Exercise A ▸ Write out the part of the comment thread from "My team won" to "up that part.", word for word.

Excerpted text ▸
========================

Maybe they should have a class about how not to threaten to meet the FBI with a loaded gun?
You should leave some uncertainty. Like you'll meet them with either a loaded gun or a pie.
62: like you set out to accomplish this?
no, I just sort of picked up from studying maps so assiduously. In particular in the Rand McNally Road Atlas any city over 25,000 was had its city limits shown in color while those smaller than that only got a circular symbol; the details of the symbol varying by population. trust me I spent *a lot* of time looking at those maps. And in the legend for each state they would have a representative town for each different symbol. I would go through state by state finding each of the towns in the legend--the big ones were easy but the smallest were a Where's Waldo type of thing. And the geonerdery ran much deeper than even that, trust me.
When I was a kid, we had a map wall-papered to the wall in our playroom. It was probably 25' by 10' or so. The arctic was on the ceiling because the walls were only 8'. Dad wasn't subtle about things he felt we should learn.
I had a big railway map of the US with railroad logos in the margin on the wall right next to my bed. Thought I could find it online, but so far am not. Disappointing.
It's pretty hard to understand much about how the world works without some understanding of how it fits together.
We had this map by the kitchen table, so I thoroughly learned the geography of something, at least. It has a very long path that snakes throughout, and lots of small writing saying things like "Simple Simon met the Pieman right here."
One of the few things I ever actually asked for was a globe.
I would be really interested in knowing why there weren't similar huge waves of refugees coming to Europe from Africa in the 1990s and 2000s
Likewise. I suspect the biggest answer is raw numbers: population of Africa is up more than 70% from 2000, more than 100% from 1990; and that's total, if you broke down by age cohort I think the changes would be even bigger.
In no particular order:*
-the world getting richer: more money more migrants; more intra-African movement and infrastructure (in some places at least)
-the destruction of Libya
-growing cocaine networks, South America to Europe via West Africa
-fish stock declines pushing fisherman into smuggling (speculative)
-cellphones: vastly more information available to potential migrants on every part of the ecosystem
-cellphones: enabling monetary transfers (maybe formal, maybe more hawala-like) along the way (speculative)
-cellphones: IME Translate and Maps are hugely empowering (speculative)
-thickening social networks throughout whole ecosystem
*Assuming throughout there's no strong connection between refugees and migrants: migrants are those with sufficient resources to attempt the migration. A refugee with nothing but the clothes on their back might be able to walk to the Sahara, but they can't pay someone to take them across.
My team won pub trivia again on Wednesday, helped by 9 out of 10 on lakes/rivers. I'm always surprised how many people have so much trouble with that. The point we lost was what South American country has the headwaters of the Amazon. I think there are three choices, but we had to pick just one.
We didn't do as badly as expected in the hip hop round -- our team is multi-generational, so the thirty-somethings could hold up that part.
My granddaughter thought it was pretty funny that we got 10 out of 10 on the cheese round. 'Your whole life is about cheese, granddad."
This s making me miss my days as a map librarian with an almost unlimited budget to buy some of the rarest print maps in existence.
74.1: I was not sure on that one whether it was Peru or Ecuador, The somewhat arbitrariness of identifying "the" headwaters makes me not care for those questions.

========================

Records ▸
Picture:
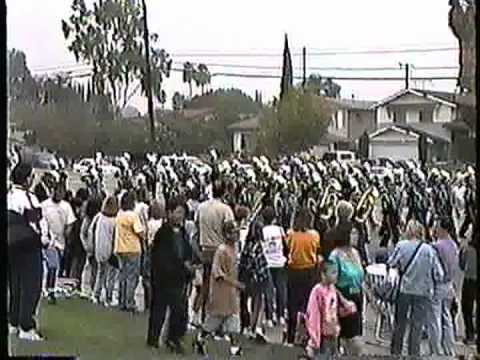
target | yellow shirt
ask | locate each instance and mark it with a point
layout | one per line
(303, 248)
(128, 228)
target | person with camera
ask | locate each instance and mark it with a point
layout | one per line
(27, 234)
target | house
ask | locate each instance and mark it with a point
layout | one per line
(244, 134)
(414, 124)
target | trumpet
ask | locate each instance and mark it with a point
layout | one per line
(366, 204)
(329, 199)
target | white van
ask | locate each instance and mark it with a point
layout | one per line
(339, 156)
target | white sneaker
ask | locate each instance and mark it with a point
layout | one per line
(12, 330)
(196, 319)
(31, 335)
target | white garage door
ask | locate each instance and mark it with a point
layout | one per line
(394, 150)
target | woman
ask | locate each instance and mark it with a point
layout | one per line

========================

Exercise B ▸ Convert the rows from the line with "target | white van" through the end of the rows into a JSON list of strings, one string per line, leaving out blank lines.

Exercise result A ▸
My team won pub trivia again on Wednesday, helped by 9 out of 10 on lakes/rivers. I'm always surprised how many people have so much trouble with that. The point we lost was what South American country has the headwaters of the Amazon. I think there are three choices, but we had to pick just one.
We didn't do as badly as expected in the hip hop round -- our team is multi-generational, so the thirty-somethings could hold up that part.

Exercise result B ▸
[
  "target | white van",
  "ask | locate each instance and mark it with a point",
  "layout | one per line",
  "(339, 156)",
  "target | white sneaker",
  "ask | locate each instance and mark it with a point",
  "layout | one per line",
  "(12, 330)",
  "(196, 319)",
  "(31, 335)",
  "target | white garage door",
  "ask | locate each instance and mark it with a point",
  "layout | one per line",
  "(394, 150)",
  "target | woman",
  "ask | locate each instance and mark it with a point",
  "layout | one per line"
]